Required action » In the data below, how many lines contain the string "suit"? Give only the number.

Data extracts »
• • • •

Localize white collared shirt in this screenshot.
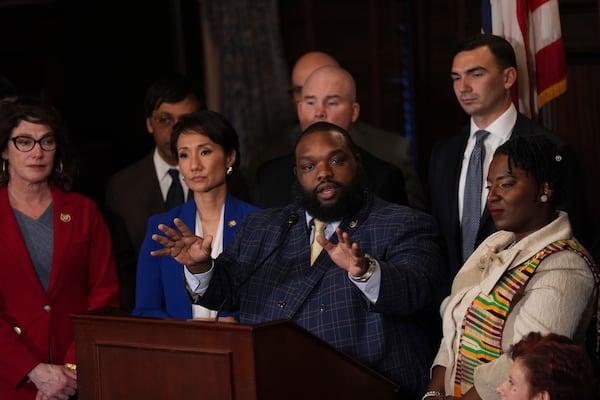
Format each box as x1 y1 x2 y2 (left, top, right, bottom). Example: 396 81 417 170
458 104 516 222
153 148 189 202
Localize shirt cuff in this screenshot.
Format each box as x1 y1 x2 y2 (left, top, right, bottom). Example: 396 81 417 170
184 259 214 296
348 260 381 303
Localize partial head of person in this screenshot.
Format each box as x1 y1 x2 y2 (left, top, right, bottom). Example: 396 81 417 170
496 331 596 400
144 72 206 165
0 74 17 102
170 110 239 195
293 121 367 222
297 66 360 133
451 33 517 127
289 51 340 104
0 96 75 191
487 135 563 241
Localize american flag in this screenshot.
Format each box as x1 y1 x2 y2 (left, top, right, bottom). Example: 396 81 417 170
482 0 567 118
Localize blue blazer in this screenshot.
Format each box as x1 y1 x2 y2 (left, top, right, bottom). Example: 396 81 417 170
199 195 444 397
133 193 260 319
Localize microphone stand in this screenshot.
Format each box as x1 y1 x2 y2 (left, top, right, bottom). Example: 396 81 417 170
213 211 300 321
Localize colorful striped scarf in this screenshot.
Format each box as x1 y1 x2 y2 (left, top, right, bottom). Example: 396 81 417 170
454 239 599 396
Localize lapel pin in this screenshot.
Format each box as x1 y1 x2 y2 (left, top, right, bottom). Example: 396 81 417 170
60 213 72 223
349 220 358 228
228 220 237 228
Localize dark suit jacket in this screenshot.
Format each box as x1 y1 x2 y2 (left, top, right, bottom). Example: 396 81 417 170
0 185 120 399
133 193 260 319
104 151 170 311
253 147 409 208
428 112 588 280
199 196 444 398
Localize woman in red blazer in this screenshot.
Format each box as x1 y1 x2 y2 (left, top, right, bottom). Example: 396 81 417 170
0 97 120 399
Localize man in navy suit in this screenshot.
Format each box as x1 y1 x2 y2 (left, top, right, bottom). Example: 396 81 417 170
428 33 587 281
151 122 445 399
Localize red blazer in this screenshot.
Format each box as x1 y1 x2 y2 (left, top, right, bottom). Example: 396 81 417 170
0 185 120 399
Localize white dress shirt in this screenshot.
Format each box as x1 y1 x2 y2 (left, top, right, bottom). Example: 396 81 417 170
458 104 516 223
153 149 189 202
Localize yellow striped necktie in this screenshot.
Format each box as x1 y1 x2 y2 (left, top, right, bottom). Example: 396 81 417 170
310 219 327 265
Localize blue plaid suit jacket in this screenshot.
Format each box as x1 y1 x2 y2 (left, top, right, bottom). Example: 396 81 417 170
201 195 444 398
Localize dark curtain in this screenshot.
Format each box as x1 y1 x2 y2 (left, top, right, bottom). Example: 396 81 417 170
200 0 295 185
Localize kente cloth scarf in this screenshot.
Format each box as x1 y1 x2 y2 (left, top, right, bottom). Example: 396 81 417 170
453 239 599 396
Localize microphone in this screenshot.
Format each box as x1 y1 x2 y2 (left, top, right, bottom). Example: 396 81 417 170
214 211 299 320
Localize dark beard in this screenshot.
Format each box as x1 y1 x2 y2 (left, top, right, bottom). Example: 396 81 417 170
293 167 369 222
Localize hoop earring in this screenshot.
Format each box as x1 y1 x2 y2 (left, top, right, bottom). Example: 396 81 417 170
55 160 63 175
226 166 233 176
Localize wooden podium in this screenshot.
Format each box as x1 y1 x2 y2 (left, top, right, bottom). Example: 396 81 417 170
72 311 400 399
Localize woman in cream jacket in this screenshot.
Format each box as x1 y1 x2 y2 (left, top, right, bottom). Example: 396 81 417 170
425 135 597 400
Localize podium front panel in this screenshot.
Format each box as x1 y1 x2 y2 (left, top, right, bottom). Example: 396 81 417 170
73 312 400 400
93 342 234 398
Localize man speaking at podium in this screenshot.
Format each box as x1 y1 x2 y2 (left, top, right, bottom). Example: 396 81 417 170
148 122 445 399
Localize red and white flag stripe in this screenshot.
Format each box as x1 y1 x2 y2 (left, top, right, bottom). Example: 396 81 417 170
485 0 567 118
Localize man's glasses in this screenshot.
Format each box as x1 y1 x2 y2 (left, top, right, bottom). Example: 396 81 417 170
153 115 177 128
11 136 57 152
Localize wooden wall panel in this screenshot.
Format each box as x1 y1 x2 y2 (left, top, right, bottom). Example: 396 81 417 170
555 64 600 227
411 0 480 183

• • • •

Task solution » 3